§ To do
- 1) According to the piece on Palestinians in Los Angeles, under which law were the eight Palestinians arrested in 1987 charged?
- 2) Write the next part of the article on the history of Palestinians in Los Angeles, picking up after its last sentence.

§ Selected extract
━━━━━━━━━━━━━━━━━━━━

= History of Palestinians in Los Angeles =

Los Angeles County contains a community of Palestinian Americans.

There are about 15,000 Palestinians in Greater Los Angeles.

==History==
The first wave of Palestinian migration to the United States occurred in 1908 when the Ottoman Empire began mandating military service for Palestinians.

The second wave came after the 1948 Palestinian expulsion and flight during the 1948 Palestine war. This expulsion or flight, which displaced more than 700,000 people, is known by Palestinians as the Nakba. The third and largest wave occurred in 1967 as a result of the Six-Day War in Israel. Although the majority of Palestinian immigrants settled on the East Coast, economic opportunity brought large concentrations of Palestinians to Los Angeles.

==Demographics==
No reliable immigration or census figures exist for Palestinian Americans. The count of Palestinian-Americans is complicated by the lack of a Middle East origin box to check on Census forms, leading the majority of Palestinians to self report as "white." The population of the Palestinian diaspora in California is estimated to be 57,222 (after adjusting for undercounting), of which approximately 15,000 live in Los Angeles County. Foreign born Palestinians in Los Angeles County originate mostly from Asia and the Middle East, followed by Latin America.

==Discrimination==
In the 1970s, a series of terrorist attacks took place against prominent Palestinian-American activists and institutions, culminating in the murder of anti-discrimination activist Alex Odeh in Santa Ana in 1985. In 1987, eight Palestinians were arrested in Los Angeles. They were charged under an antiquated anti-communism law called the McCarran-Walter Act that accused them of "supporting an organization that advocated world communism" for their possible association with the Popular Front for the Liberation of Palestine. According to the ACLU, the eight were "prosecuted for ideas, beliefs and thoughts of a magazine for which none have been writers or editors.”

==Economy==
As of 2010, there were 1,793 Palestinians over the age of 16 living in the Los Angeles County area, 65% of whom were in the labor force (employed or seeking employment). The unemployment rate at this time was 2.8%: much lower than the national average for the USA.

━━━━━━━━━━━━━━━━━━━━

§ Data shown
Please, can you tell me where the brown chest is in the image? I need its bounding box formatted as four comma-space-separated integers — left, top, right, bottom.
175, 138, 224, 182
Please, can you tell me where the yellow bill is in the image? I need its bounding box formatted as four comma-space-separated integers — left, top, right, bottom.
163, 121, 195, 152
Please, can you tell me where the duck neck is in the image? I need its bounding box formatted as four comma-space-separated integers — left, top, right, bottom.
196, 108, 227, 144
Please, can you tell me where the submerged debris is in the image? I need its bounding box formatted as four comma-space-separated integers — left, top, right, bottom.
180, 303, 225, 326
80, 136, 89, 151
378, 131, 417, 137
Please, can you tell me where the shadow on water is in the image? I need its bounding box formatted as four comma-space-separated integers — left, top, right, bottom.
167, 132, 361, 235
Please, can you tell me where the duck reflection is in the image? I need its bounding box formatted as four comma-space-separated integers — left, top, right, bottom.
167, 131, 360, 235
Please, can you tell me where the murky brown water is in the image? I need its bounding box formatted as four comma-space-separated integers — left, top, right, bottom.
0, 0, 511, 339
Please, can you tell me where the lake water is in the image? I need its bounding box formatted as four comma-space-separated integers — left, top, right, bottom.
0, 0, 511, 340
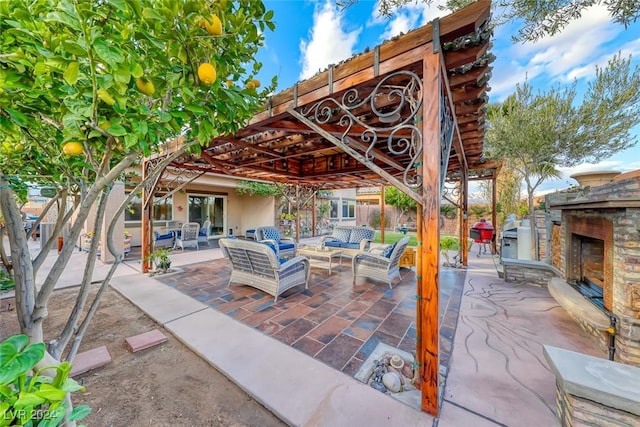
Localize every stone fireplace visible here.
[547,171,640,366]
[566,215,613,312]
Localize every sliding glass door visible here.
[189,194,227,236]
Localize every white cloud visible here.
[370,0,451,41]
[300,0,362,79]
[491,6,624,98]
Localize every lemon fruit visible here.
[136,77,156,96]
[97,89,116,105]
[204,15,222,36]
[62,141,84,156]
[198,62,217,85]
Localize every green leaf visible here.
[142,7,163,21]
[107,124,127,136]
[113,67,131,84]
[178,46,188,64]
[13,392,46,410]
[109,0,129,12]
[33,62,49,76]
[124,133,138,148]
[69,405,91,421]
[185,104,204,114]
[62,40,87,56]
[45,12,80,31]
[158,111,171,123]
[93,38,124,68]
[35,384,67,402]
[4,107,29,126]
[63,62,80,86]
[129,64,144,79]
[38,405,67,427]
[131,120,149,139]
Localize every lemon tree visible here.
[0,0,275,420]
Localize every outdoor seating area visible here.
[352,237,409,289]
[219,239,310,303]
[255,226,297,258]
[153,247,464,376]
[321,226,376,257]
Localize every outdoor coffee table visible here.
[296,246,342,274]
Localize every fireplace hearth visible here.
[546,171,640,366]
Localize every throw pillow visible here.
[260,241,278,255]
[381,242,398,258]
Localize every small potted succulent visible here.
[146,248,171,273]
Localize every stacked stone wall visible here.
[556,386,638,427]
[551,224,565,274]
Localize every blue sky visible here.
[258,0,640,193]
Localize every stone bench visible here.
[548,277,611,332]
[544,345,640,426]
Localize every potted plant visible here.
[145,248,171,273]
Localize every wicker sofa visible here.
[351,237,409,288]
[219,238,310,302]
[320,226,376,257]
[255,226,297,258]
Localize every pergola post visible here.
[460,169,469,267]
[416,45,442,416]
[380,185,385,243]
[491,173,498,254]
[141,160,155,273]
[296,185,300,242]
[311,191,318,237]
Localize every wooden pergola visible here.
[142,0,496,415]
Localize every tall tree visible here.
[384,187,417,227]
[358,0,640,42]
[486,55,640,253]
[0,0,275,420]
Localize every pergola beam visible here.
[416,45,443,416]
[288,108,420,203]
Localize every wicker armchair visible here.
[255,226,296,258]
[219,238,310,302]
[351,237,409,288]
[320,225,376,257]
[175,222,200,251]
[198,220,211,246]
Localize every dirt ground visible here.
[0,288,285,427]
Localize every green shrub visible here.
[369,209,390,230]
[0,335,91,427]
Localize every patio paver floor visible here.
[156,259,465,376]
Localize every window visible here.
[342,200,356,219]
[329,199,340,218]
[189,194,226,236]
[124,194,173,221]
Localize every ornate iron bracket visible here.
[300,71,422,189]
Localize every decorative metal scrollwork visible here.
[300,70,422,188]
[440,93,454,193]
[442,181,461,205]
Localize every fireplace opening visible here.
[570,234,609,311]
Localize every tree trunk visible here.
[529,191,538,261]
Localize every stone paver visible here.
[69,345,111,377]
[165,309,433,426]
[125,329,167,353]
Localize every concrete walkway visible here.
[5,241,604,427]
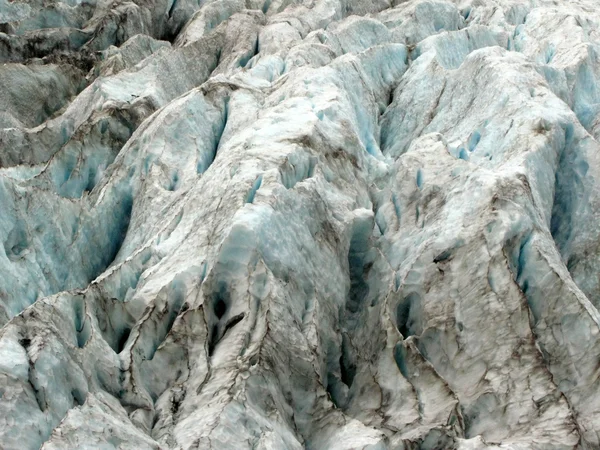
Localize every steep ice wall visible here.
[0,0,600,450]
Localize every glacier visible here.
[0,0,600,450]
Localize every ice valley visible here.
[0,0,600,450]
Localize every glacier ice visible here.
[0,0,600,450]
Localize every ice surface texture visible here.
[0,0,600,450]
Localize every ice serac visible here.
[0,0,600,450]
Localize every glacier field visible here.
[0,0,600,450]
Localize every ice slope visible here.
[0,0,600,450]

━━━━━━━━━━━━━━━━━━━━

§ Answers per task
- 1) The McCarran-Walter Act

- 2)
The majority of Palestinians in LA work in the private sector (65% of workers), with 18.4% employed by the Government and 10.2% self-employed.
The management, business, science and arts sector employs the highest percentage of Palestinians in LA, followed by sales and office work.
Based on the 893 total households included in 2010 US Census data, the mean household income for Palestinians in LA County was $96,729: higher than the national average for the USA.

==Education==
The majority of Palestinians in LA enrolled in school attend elementary school, followed by graduate school and college. 46.8% of the Palestinian Diaspora in LA over 25 years old hold a bachelor's degree or higher and 89.6% are educated to high school level or higher.

==Institutions==
The Palestinian diaspora in Los Angeles has a variety of organizations and institutional groups.

Political organizations with chapters in Los Angeles include: Al-Awda, dedicated to the Palestinian right of return, Palestinian American Women's Association, which works toward the empowerment and education of Arab American women and children, and American Muslims for Palestine, which works toward educating people about Palestine in order to motivate changes in US foreign policy regarding Palestine.

Los Angeles County also has humanitarian relief organizations such as: Palestinian Children's relief, a non profit which focuses on providing medical relief and aid for younger Palestinians in the Middle East, and Islamic Relief which provides humanitarian aid to communities after disasters.